▸ **What you should do**
Write out the listing below in full and exactly, leaving out every picture.

=======

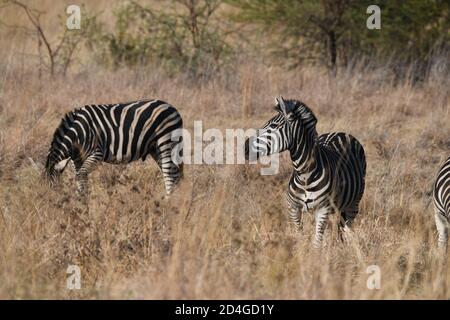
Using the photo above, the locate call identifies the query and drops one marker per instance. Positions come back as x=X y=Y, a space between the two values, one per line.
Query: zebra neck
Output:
x=305 y=159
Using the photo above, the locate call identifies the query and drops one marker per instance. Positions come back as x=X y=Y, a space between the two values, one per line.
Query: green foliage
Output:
x=182 y=37
x=333 y=32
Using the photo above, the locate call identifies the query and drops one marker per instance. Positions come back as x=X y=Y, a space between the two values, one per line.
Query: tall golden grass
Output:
x=224 y=234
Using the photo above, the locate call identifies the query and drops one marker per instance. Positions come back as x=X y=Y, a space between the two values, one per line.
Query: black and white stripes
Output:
x=441 y=195
x=118 y=133
x=329 y=171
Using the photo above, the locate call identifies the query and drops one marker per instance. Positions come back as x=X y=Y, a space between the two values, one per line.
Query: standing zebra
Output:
x=441 y=195
x=118 y=133
x=329 y=170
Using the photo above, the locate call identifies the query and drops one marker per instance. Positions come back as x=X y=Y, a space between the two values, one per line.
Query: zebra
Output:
x=117 y=133
x=329 y=170
x=441 y=197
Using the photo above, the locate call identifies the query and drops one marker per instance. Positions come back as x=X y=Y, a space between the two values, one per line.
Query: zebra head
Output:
x=293 y=129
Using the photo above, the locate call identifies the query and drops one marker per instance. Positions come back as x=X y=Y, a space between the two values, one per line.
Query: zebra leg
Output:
x=442 y=228
x=295 y=216
x=322 y=215
x=171 y=172
x=81 y=176
x=345 y=223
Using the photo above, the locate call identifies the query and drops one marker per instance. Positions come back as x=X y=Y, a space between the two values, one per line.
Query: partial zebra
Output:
x=441 y=195
x=118 y=133
x=329 y=171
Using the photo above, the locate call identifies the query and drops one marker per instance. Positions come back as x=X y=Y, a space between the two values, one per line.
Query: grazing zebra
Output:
x=329 y=170
x=441 y=195
x=118 y=133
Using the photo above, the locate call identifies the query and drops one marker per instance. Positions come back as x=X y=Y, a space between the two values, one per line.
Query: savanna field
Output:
x=224 y=233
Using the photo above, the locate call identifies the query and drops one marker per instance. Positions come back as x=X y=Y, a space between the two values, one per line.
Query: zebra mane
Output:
x=300 y=109
x=63 y=126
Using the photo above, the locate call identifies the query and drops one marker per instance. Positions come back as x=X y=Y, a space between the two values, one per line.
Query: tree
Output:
x=184 y=35
x=59 y=54
x=306 y=29
x=334 y=31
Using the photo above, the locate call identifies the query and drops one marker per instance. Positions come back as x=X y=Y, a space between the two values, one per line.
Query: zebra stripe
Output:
x=441 y=195
x=329 y=170
x=119 y=133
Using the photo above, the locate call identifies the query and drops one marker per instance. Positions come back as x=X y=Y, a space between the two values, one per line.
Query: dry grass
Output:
x=224 y=233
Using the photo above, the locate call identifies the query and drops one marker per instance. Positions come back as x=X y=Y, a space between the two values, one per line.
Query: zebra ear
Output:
x=284 y=106
x=60 y=166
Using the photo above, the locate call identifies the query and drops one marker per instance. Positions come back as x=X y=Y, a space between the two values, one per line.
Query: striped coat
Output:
x=441 y=197
x=117 y=133
x=329 y=170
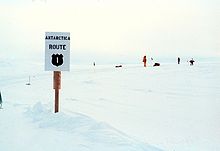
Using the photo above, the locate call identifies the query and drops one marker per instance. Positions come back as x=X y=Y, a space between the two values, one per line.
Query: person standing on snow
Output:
x=0 y=100
x=145 y=60
x=178 y=59
x=191 y=62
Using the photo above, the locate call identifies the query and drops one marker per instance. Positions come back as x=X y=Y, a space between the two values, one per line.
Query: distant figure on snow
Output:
x=145 y=60
x=0 y=100
x=156 y=64
x=178 y=59
x=191 y=62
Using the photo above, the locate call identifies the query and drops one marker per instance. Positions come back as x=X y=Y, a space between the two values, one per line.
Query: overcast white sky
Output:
x=113 y=27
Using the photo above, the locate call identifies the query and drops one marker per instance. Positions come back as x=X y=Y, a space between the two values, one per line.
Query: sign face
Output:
x=57 y=51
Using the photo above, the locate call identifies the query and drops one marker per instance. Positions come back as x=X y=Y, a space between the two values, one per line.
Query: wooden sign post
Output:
x=57 y=58
x=57 y=87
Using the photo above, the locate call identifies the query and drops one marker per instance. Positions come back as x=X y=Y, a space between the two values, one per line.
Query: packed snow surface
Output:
x=171 y=107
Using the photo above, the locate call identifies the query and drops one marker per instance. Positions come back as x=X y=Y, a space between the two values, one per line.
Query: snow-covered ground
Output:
x=171 y=107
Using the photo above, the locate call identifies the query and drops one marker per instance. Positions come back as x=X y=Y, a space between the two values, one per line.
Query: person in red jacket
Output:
x=145 y=60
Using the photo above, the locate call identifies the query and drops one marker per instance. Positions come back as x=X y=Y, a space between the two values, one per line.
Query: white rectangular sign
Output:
x=57 y=51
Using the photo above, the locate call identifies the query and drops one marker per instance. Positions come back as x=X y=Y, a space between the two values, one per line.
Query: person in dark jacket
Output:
x=0 y=100
x=191 y=62
x=145 y=61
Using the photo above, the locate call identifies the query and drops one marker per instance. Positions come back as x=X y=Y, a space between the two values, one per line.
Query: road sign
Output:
x=57 y=51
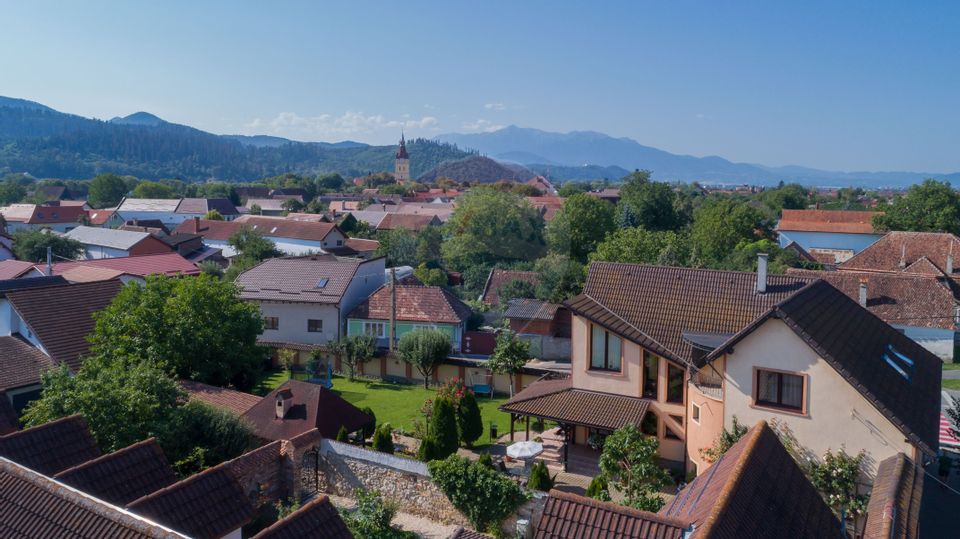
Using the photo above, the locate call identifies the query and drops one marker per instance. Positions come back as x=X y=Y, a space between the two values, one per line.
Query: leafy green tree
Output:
x=720 y=225
x=641 y=246
x=509 y=356
x=469 y=420
x=31 y=245
x=444 y=427
x=123 y=402
x=484 y=496
x=559 y=278
x=106 y=190
x=629 y=463
x=582 y=222
x=147 y=189
x=491 y=226
x=931 y=206
x=196 y=328
x=425 y=350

=======

▸ **Exercise response**
Using the photo above, the locate call identifies the query and drops one marker per instance. Positions come back as x=X y=Y, a space between the two values, one per line.
Query: zebra neck
Output:
x=305 y=159
Using the photo above, the locate call identifies the query and drops one marker per instance. Positions come back as x=X y=Y, a space between the two values, one per line.
Query: green foliage
Output:
x=182 y=37
x=333 y=32
Using the photo above, the locate call identifies the query and drops one marker per instance. Positions come back as x=X y=Y, a space between the two values, one per line.
Query: tall golden grass
Output:
x=224 y=234
Using the photo above, the locate call identifies the query and drops one marker per instance. Positions come back as x=X y=Y, a space between the two values, one per line.
Query: black and white stripes
Output:
x=441 y=195
x=118 y=133
x=329 y=171
Using the photo above, the locate call identifies the query and drops one marker per instance. Positions come back as x=X y=Y, a space between the two values, one per line.
Query: standing zebra
Output:
x=441 y=195
x=118 y=133
x=329 y=170
Using the photo above, the locate call identifies the query and drops one marker per instance. Positions come back as x=X y=Y, a space between the two values, one per line.
Query: zebra
Output:
x=117 y=133
x=329 y=170
x=441 y=197
Using the photo above, the locate call identifies the query and drops one marker per instance. Positions come back as x=X y=Y, a space between the two values, one per line.
Query: zebra head
Output:
x=293 y=129
Using the photo above, the locate call identifies the query and drops one marker per instance. Positions come back as x=X y=Y, a space between the two values, one per line.
Query: zebra leg
Output:
x=442 y=228
x=295 y=216
x=322 y=215
x=171 y=172
x=81 y=176
x=345 y=223
Using the photo above, the locate call identifies the query and drops one marker per instance. Positions come back as x=X y=Y, a space between the two values, one per line.
Query: partial zebra
Output:
x=441 y=195
x=118 y=133
x=329 y=171
Using the photo above, the locate call identifies the query and drops one marker per instance. Positions come back as x=X y=Y, a space between the two values, one per line.
Query: grazing zebra
Output:
x=329 y=170
x=441 y=195
x=118 y=133
Using the photo above, the locate call identifies the query and drops one marker per instance. Positions come back as x=X y=Y, a space between the two values, one per line.
Query: savanna field
Output:
x=224 y=233
Using the photo above, the locate call identifies the query and drops one marker per instance. Positions come back as x=X y=Y, a space between the two values, one per line.
Query: zebra mane
Output:
x=300 y=109
x=63 y=126
Using the photo above, the locate call identifies the query and drops one marker per instance. Positions come back as x=X y=Y, a space between the two values, one per line.
Query: tree
Output:
x=184 y=35
x=59 y=54
x=306 y=29
x=334 y=31
Using the photo above, the locate call identifies the query and drops one marker per instance. Positions come back as x=X y=Y, a space between the two values, one per line.
Query: zebra stripe
Output:
x=441 y=195
x=329 y=170
x=119 y=133
Using the photo above, the locate call identifies the query and drops one marker per instance. Positions come back as x=X y=Y, a space between the two values, one per line.
Query: dry grass
Output:
x=224 y=233
Using the photo above, the locate call identifies the query and drops one marker per instance. Positions come back as x=X y=Y, a space between the two values, one per line.
Query: zebra ear
Output:
x=284 y=106
x=60 y=166
Using the photo above, the locate call identifies the query and drops one marker per instance. Positions come back as x=X y=Y, a space between the two values, one per line.
Query: striped coat
Output:
x=441 y=197
x=117 y=133
x=329 y=170
Using the photo above, the locate call identifies the query and drops one marker per instance. Positions come back as x=X y=Y, a space between the two values, one per line.
Query: person standing on snow
Output:
x=0 y=100
x=145 y=60
x=178 y=59
x=191 y=62
Using the photo above, the locate call identifies the query and drops one marker per instance. Positions come back as x=X y=Y, a space between the two values, one per line.
Query: distant figure on snow
Output:
x=145 y=60
x=0 y=100
x=156 y=64
x=178 y=59
x=191 y=62
Using the photo above, the locate call identifies the query and drops one marker per instance. Positions come back as x=X y=Y, a space between the two values, one per line.
Query: overcast white sky
Output:
x=113 y=27
Using the photo above, the locate call identifies the query and drops one marker per instance. Positions come back as x=X y=Y, a space between the two values, one per line.
Query: sign face
Output:
x=57 y=51
Using the photo above, the locate call identifies the query and drops one marker per instance. Positions come back as x=X y=Y, a space between the two values, one per line.
Query: wooden sign post
Output:
x=57 y=58
x=57 y=87
Using the photo above, the locate call identifies the query and drops one marker per instance. Positions come back as x=X y=Y, a space between the two values, one per line.
Query: packed snow surface
Output:
x=171 y=107
Using the photo above, the locate call identifies the query and drops one marker per instance. Positions come back as x=X y=Y, a space between the two values, one per line.
Query: snow-covered ground
Output:
x=171 y=107
Using the photo above, the locate call identifies the query and drops one marker per instance. Positions come back as x=X y=Y, a space between the two values, one per line.
Query: person in red jacket
Output:
x=145 y=60
Using the photo above, the locate call identifies the query and drops one marker per instance. Positions come back as x=X y=Y, a space between the two values, one per line.
Query: white rectangular sign
Output:
x=57 y=51
Using the photo above, the locate call identifies the query and drops one marker per instance. Positions come back as x=X y=Y, a space between the two values, one per line.
Query: person in dark jacket
Output:
x=0 y=100
x=191 y=62
x=145 y=61
Using the photo above, the locate call identifies the query and drops one marker per instance. Positions come back as x=X y=Y, a space between the two values, one per line.
Query: road sign
Output:
x=57 y=51
Using the photo above, the locate call identifies the query and drops one marker per instance. Positions come back as x=X y=Y, a space between the two values, one per line.
Query: leafy green tree
Output:
x=720 y=225
x=641 y=246
x=509 y=356
x=469 y=420
x=31 y=245
x=444 y=427
x=123 y=402
x=484 y=496
x=559 y=278
x=106 y=190
x=629 y=463
x=582 y=222
x=147 y=189
x=491 y=226
x=931 y=206
x=196 y=328
x=425 y=350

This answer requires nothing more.